[BEGIN Selected extract]
Quotes end up being vital for a lot of metaprogramming-related things, and since the underlying machinery of Loom is already based on metaprogramming, we need them.

(I initially tried to avoid adding this feature. I thought I could simply decompose each object into an expression that recreated it, so that (e.g.) :foo would expand to "foo".intern. This might be viable, but debugging any kind of metaprogramming was a nightmare problem that Quote mostly removed.)

Objects and Classes

Now, let's talk about object-oriented programming. Here's a class definition:

def ContactInfo = Object.subclass(:[name, address, work_phone,
                                    home_phone, tags]);

Let's start to the left of the =.

The def keyword defines a global constant, ContactInfo and assigns the result of the expression after the = to it. (def is syntax that expands to a call to Here.defglobal(...). I'll get to Here later.)
[END Selected extract]
### Short task 1
In the Loom language excerpt, translate "Now, let's talk about object-oriented programming." into Spanish.
[BEGIN Given records]
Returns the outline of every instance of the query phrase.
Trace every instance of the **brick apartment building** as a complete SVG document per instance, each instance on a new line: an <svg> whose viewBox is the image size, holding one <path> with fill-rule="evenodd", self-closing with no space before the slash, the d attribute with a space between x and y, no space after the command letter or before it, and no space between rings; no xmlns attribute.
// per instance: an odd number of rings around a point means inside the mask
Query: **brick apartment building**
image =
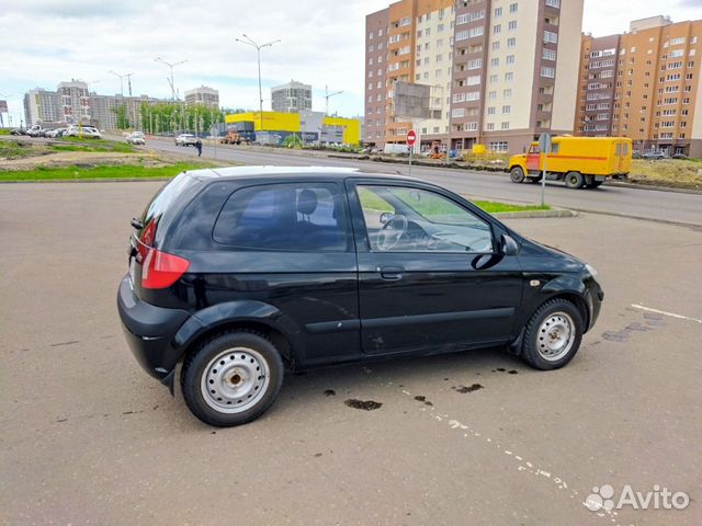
[END Given records]
### Short task 2
Put the lines of the dataset rows above into a numbered list, omitting blank lines and leaving the pictures out.

### Full response 1
Ahora, hablemos de la programación orientada a objetos.

### Full response 2
1. Returns the outline of every instance of the query phrase.
2. Trace every instance of the **brick apartment building** as a complete SVG document per instance, each instance on a new line: an <svg> whose viewBox is the image size, holding one <path> with fill-rule="evenodd", self-closing with no space before the slash, the d attribute with a space between x and y, no space after the command letter or before it, and no space between rings; no xmlns attribute.
3. // per instance: an odd number of rings around a point means inside the mask
4. Query: **brick apartment building**
5. image =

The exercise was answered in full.